— START OF Document —

Friday 28 August 2015

Bill Shorten, Subjects: Labor’s plan for the jobs of the future; Marriage equality; Tony Abbott’s Royal Commission; Australian Republic; Syria; Workplace relations.

E&OE TRANSCRIPT

DOORSTOP INTERVIEW
MELBOURNE
THURSDAY, 27 AUGUST 2015

TIM WATTS, MEMBER FOR GELLIBRAND:
It’s a pleasure to welcome you all and Bill Shorten, the Leader of the Opposition, to Scienceworks right here in my electorate in Melbourne’s west. Scienceworks is a big part of my family life. I bring my kids here probably every other weekend and like half a million other Victorians, they get to see the wonder and potential of science here every weekend. Scienceworks really is the shopfront of science in Australia. It’s where we can kindle that passion for science and the importance of it in not only individuals’ lives but in our nation’s future. It was only around a month ago that I was here with my daughter at the new exhibit here at Scienceworks – Tyrannosaurs Meets the Family – where she dressed up as a little palaeontologist, saw a dig for dinosaur bones unfolding before in one of the video displays and she ran up to this particular video display from about 50 yards away and pointed at it and jumped up and down and said ‘dad, dad, dad, there’s a woman palaeontologist just like me’. And I thought that’s the value of Scienceworks – it’s showing kids that there’s a future career for them in science, it lets them imagine a future for themselves in science, and it’s something that we really need to be making available to all Australian kids. That’s why I’m really proud that Bill Shorten is here today to talk about Labor’s passion for science and putting science really at the forefront of the national political debate so that all Australian kids can have a future and be a part of these jobs of the future that are coming over the next decade. So on that note I’ll hand over to Bill Shorten.
BILL SHORTEN, LEADER OF THE OPPOSITION:  Thanks Tim, good morning everyone. There can be no doubt that Scienceworks is Australia’s premier museum for young people, for children of school age, but in fact it’s not really a museum is it, when you walk around, it’s a window into the future. Scienceworks allows children to discover and fall in love with the passion of science and being here this morning again to me reinforces why the next election should be in part a science election. Not about whether or not the science of climate change is real, or whether or not a particular science discovery is right or wrong, but that we need to have science at the centre of national political debate. I think this is my 36th visit to a science-based facility, a research facility, a jobs of the future facility. Ever since the Budget, I’ve been determined to move the national debate towards putting science and research at the centre of Australia’s economic future. See what we see here today is young children falling in the love with the jobs of the future. That is why Labor and only Labor has a policy to teach children coding in schools, computational thinking. Labor and only Labor wants to provide an extra 100,000 places for school leavers and school graduates to study science, mathematics, engineering and technology at university. Labor and only Labor wants to see 25,000 teachers upskilled and another 25,000 teaching scholarships for science graduates so the future generations of young Australians can complete with the rest of the world. There is a science race on across the world and it’s most important that Australia’s political leaders start giving our young people the best start in the future for the future and also making sure we can keep and attract jobs in this country.

— END OF Document —
— START OF Recorded information —

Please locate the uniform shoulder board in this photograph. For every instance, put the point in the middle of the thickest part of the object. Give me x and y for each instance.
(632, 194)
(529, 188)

— END OF Recorded information —

- [Given task] In the transcript, how many additional university places does Labor want to provide for school leavers and graduates to study science, mathematics, engineering and technology?

- [Task solution] 100,000